*** Opening of Data for review ***

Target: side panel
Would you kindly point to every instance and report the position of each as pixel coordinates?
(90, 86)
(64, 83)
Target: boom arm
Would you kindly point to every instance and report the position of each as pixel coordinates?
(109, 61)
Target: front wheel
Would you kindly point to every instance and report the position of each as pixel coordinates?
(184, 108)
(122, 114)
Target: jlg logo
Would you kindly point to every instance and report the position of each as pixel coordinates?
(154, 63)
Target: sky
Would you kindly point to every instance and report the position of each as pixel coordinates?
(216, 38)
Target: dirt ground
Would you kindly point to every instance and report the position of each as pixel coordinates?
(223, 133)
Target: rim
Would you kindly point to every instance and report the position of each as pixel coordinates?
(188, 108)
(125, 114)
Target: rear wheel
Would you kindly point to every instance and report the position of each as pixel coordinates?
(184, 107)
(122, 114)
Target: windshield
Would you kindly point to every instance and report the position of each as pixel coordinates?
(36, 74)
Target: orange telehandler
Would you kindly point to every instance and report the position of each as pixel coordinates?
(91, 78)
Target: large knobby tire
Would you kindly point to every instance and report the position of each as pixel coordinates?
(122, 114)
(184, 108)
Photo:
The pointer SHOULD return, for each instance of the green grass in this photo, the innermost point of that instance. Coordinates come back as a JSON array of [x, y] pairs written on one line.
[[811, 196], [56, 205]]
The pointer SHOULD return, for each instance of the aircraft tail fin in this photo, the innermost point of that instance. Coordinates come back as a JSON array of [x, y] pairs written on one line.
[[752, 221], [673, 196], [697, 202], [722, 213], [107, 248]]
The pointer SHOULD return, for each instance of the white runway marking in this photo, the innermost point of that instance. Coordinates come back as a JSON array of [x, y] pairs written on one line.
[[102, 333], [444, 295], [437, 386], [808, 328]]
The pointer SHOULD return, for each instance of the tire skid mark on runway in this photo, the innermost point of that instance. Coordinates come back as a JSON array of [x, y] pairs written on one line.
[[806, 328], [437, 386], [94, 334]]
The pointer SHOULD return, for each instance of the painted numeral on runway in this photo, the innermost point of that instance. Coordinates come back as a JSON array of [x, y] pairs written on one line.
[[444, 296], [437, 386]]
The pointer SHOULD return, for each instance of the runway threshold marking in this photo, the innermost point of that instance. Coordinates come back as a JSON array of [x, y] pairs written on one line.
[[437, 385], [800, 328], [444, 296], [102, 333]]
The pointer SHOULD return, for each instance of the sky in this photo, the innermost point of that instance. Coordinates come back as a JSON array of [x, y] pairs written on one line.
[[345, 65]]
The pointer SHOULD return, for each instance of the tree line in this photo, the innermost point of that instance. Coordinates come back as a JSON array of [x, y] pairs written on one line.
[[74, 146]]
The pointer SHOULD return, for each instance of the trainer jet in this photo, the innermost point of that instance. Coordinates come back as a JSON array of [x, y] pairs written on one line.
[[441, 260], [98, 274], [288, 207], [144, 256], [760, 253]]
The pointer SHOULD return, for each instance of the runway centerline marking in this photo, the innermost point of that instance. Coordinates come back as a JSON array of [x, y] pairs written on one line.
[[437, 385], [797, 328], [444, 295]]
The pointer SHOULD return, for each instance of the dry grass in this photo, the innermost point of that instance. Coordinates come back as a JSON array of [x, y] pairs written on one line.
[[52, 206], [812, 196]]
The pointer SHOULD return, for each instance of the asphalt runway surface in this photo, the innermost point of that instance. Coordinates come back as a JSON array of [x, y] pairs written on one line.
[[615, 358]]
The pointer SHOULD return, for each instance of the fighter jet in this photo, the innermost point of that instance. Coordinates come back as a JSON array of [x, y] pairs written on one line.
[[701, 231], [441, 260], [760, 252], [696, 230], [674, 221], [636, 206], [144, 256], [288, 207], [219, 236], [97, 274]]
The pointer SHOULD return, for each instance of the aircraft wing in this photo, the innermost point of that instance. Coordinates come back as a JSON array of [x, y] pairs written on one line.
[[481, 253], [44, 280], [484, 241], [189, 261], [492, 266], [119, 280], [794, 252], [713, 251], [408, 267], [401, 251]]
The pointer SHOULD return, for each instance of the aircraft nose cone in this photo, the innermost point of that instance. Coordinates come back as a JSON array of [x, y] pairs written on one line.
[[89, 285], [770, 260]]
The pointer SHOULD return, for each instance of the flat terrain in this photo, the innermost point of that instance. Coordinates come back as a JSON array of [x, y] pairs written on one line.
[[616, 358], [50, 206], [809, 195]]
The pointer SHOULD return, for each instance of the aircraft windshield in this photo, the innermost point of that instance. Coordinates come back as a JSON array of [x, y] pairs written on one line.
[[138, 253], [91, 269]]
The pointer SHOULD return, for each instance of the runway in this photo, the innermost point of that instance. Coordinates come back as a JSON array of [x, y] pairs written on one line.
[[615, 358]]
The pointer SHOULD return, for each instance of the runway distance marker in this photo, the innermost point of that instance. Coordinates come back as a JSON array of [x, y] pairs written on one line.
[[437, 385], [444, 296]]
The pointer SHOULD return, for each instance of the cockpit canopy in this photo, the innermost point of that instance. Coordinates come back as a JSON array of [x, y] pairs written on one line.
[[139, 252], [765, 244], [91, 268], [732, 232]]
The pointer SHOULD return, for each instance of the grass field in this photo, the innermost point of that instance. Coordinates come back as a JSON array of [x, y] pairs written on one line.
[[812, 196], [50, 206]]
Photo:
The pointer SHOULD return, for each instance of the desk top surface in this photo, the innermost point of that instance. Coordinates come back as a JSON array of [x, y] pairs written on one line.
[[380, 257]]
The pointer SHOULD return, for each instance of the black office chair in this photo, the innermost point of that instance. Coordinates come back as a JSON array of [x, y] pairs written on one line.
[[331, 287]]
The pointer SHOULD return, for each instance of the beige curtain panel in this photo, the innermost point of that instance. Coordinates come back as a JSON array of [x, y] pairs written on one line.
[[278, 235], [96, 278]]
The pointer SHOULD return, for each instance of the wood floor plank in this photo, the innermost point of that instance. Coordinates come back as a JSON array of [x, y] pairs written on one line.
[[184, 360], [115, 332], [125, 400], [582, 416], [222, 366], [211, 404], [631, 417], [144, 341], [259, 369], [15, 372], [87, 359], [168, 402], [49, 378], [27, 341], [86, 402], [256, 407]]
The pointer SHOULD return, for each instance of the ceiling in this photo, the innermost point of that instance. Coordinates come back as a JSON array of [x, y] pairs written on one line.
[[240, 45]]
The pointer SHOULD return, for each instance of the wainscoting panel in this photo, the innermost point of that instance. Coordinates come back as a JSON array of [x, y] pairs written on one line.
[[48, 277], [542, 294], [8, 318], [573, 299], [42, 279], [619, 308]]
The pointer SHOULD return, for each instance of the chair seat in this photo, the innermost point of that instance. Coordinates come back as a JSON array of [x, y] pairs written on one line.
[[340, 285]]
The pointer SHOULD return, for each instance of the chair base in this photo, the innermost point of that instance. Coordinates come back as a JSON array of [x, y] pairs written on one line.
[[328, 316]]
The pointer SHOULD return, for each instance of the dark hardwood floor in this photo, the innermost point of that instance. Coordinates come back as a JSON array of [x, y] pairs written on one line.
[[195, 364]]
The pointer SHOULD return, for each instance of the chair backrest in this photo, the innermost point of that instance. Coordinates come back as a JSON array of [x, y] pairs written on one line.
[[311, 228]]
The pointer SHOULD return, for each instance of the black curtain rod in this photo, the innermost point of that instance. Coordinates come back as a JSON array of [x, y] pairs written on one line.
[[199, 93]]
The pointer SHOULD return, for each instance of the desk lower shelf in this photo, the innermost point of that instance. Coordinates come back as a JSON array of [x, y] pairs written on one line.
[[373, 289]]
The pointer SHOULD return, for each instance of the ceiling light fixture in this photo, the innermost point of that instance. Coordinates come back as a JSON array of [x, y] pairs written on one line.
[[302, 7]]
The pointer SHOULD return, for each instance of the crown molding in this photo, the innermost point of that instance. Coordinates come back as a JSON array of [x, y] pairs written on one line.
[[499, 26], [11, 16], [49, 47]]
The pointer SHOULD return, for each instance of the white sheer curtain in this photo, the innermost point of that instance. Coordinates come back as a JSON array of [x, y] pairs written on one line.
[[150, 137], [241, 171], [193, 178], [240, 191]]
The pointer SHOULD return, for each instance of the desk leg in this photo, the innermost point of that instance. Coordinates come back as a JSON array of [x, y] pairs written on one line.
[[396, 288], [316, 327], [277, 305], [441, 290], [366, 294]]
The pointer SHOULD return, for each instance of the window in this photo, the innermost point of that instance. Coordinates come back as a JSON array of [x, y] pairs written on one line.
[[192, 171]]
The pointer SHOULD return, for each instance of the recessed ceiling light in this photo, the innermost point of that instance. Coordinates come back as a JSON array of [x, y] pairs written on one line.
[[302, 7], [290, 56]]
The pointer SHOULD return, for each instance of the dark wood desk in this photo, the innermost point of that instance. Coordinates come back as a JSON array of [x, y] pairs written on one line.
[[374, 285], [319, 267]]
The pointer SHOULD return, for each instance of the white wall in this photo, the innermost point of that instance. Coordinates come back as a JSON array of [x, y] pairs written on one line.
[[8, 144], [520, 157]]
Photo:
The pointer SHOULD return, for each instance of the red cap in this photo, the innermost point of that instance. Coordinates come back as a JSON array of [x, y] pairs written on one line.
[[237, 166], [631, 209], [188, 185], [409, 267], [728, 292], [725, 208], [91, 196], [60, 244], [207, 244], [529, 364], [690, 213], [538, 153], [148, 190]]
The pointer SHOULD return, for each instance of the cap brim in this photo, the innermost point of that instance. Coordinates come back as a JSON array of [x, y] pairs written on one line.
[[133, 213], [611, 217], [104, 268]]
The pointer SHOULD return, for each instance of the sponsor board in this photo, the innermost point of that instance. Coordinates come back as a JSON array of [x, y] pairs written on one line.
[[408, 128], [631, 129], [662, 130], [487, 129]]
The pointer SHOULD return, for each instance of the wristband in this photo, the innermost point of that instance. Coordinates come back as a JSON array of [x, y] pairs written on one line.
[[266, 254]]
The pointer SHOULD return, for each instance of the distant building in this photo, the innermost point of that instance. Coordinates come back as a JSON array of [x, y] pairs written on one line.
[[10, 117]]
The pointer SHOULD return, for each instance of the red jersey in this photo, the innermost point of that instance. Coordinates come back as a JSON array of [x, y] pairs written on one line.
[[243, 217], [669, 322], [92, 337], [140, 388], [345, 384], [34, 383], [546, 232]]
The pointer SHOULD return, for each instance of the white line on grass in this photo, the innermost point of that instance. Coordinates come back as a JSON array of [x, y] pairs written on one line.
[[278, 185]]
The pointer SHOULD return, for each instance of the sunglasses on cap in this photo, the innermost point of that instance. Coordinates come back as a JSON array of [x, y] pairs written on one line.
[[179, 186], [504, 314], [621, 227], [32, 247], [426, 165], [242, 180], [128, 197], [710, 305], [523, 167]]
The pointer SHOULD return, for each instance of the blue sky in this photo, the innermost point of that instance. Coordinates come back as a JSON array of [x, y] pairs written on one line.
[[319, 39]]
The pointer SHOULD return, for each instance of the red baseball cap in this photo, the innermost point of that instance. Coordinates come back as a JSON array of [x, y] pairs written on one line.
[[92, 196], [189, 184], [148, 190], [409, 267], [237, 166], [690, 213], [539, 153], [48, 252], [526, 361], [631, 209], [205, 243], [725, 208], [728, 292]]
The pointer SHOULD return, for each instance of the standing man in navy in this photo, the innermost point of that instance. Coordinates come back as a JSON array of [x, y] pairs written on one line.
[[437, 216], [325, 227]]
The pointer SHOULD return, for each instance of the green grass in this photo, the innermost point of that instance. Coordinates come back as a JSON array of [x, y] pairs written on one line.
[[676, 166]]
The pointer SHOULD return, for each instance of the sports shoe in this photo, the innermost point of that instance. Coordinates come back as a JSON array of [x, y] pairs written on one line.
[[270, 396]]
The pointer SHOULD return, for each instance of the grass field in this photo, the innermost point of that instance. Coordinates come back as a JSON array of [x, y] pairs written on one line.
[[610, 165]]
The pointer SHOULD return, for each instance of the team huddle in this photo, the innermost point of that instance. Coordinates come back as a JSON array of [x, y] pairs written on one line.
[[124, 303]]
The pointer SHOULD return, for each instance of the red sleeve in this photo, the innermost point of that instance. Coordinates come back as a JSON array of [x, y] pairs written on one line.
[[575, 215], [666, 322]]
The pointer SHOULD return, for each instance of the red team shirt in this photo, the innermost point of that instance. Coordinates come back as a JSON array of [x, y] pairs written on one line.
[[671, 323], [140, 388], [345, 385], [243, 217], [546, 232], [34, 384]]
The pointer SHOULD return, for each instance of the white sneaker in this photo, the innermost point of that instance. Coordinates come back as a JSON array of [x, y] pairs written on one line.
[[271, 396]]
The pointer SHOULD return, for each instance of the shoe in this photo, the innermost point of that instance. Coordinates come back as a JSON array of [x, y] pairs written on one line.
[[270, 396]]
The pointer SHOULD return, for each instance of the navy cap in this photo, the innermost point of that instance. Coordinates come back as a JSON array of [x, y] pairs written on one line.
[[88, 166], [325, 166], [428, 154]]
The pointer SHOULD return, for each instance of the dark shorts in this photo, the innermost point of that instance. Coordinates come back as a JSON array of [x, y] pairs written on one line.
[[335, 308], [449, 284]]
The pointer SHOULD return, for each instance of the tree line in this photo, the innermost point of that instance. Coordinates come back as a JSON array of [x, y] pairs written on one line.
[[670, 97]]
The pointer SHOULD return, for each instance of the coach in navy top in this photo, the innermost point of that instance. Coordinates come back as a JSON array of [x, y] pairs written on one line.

*** Close of Data for review ***

■ Work task ■
If a line in the data holds the word "Target", count it, then state the total alone.

■ Result of this exercise ■
11